Exercise objective. Rewrite each of the entries below, substituting "landmark catalog" for every occurrence of "crop-survey index" and leaving all other text unchanged.

Data extract.
• • • • • • •
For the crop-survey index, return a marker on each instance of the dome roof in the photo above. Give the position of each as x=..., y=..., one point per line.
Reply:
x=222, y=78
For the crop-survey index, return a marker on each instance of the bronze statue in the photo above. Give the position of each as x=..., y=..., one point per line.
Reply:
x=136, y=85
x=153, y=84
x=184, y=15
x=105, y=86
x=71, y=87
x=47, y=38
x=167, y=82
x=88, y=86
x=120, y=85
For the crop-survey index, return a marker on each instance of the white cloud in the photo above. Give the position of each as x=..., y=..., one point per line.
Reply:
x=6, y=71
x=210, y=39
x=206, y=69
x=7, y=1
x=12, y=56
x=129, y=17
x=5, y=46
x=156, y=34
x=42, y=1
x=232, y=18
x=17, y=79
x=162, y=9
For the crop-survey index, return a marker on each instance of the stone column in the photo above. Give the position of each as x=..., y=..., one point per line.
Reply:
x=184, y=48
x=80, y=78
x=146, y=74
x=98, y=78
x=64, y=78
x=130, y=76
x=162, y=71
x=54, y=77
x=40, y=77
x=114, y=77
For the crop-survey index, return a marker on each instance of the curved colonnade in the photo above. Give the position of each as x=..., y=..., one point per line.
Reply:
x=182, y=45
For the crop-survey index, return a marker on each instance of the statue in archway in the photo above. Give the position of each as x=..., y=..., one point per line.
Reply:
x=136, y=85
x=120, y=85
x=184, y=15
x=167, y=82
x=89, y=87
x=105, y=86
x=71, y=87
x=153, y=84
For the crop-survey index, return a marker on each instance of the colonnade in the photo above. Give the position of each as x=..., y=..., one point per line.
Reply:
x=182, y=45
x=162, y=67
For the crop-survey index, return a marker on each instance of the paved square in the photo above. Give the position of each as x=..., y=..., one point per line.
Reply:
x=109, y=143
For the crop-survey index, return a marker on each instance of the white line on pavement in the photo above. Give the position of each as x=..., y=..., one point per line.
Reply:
• • • • • • •
Written response.
For the landmark catalog, return a marker on each instance of the dome roof in the photo above. Give the position of each as x=..., y=..., one point per line.
Reply:
x=222, y=78
For the landmark catalog, return a marker on each instance of the bronze statue in the photo above. Give the position of each as x=..., y=..., one point per line.
Reply:
x=136, y=85
x=153, y=84
x=184, y=15
x=105, y=86
x=71, y=87
x=47, y=38
x=167, y=82
x=88, y=86
x=120, y=85
For the landmark catalog, return a marker on each instance of the white cloud in the photo above. Give the position of each as x=..., y=..., one point per line.
Reply:
x=6, y=71
x=210, y=39
x=206, y=69
x=7, y=1
x=12, y=56
x=129, y=17
x=5, y=46
x=156, y=34
x=42, y=1
x=232, y=18
x=17, y=79
x=162, y=9
For the landmark catalog, return a marker on each instance of the stone column in the photo above. Give the position of each as x=..., y=..., one point per line.
Reply:
x=184, y=48
x=80, y=78
x=146, y=74
x=98, y=78
x=64, y=78
x=130, y=76
x=162, y=71
x=54, y=77
x=40, y=77
x=114, y=77
For the landmark catalog, return a marker on each instance of the curved colonnade in the photo above. Give the position of each as x=..., y=..., one point per line.
Reply:
x=182, y=45
For the landmark catalog, return a marker on each instance of the statue in archway in the photo above. Give the position of each as x=..., y=..., one point per line.
Reply:
x=136, y=85
x=120, y=85
x=184, y=15
x=167, y=82
x=89, y=87
x=105, y=86
x=71, y=87
x=153, y=84
For the landmark catalog, return a marker on each instance of the colonnade in the photo above. Give the position of each as x=..., y=..., one point per line.
Reply:
x=182, y=45
x=162, y=67
For the landmark catalog, return a marker on each instance of the paved square in the photo above. Give the position of each as x=..., y=..., one point per line.
Reply:
x=109, y=143
For the landmark catalog, return a marker on each instance of the white line on pavement in the photo above. Give the position of each as x=..., y=..., one point per line.
Reply:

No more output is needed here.